[Given data]:
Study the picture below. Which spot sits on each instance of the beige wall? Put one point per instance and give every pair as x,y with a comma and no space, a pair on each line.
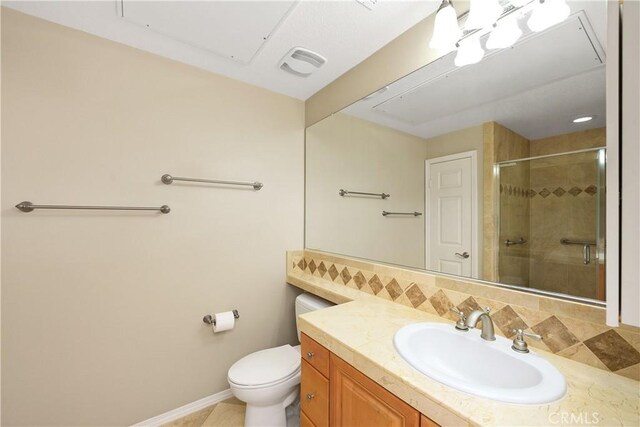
353,154
630,252
407,53
101,311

[Directions for this task]: Skipping any pictures, transcribe the full listing exactly.

[Your solution]:
Study the picture below. Which spot sits on each instance of the beige wall? Put one point per instance and give every pair as x,y with a comma and no space, a pair on each line.
353,154
630,252
407,53
101,311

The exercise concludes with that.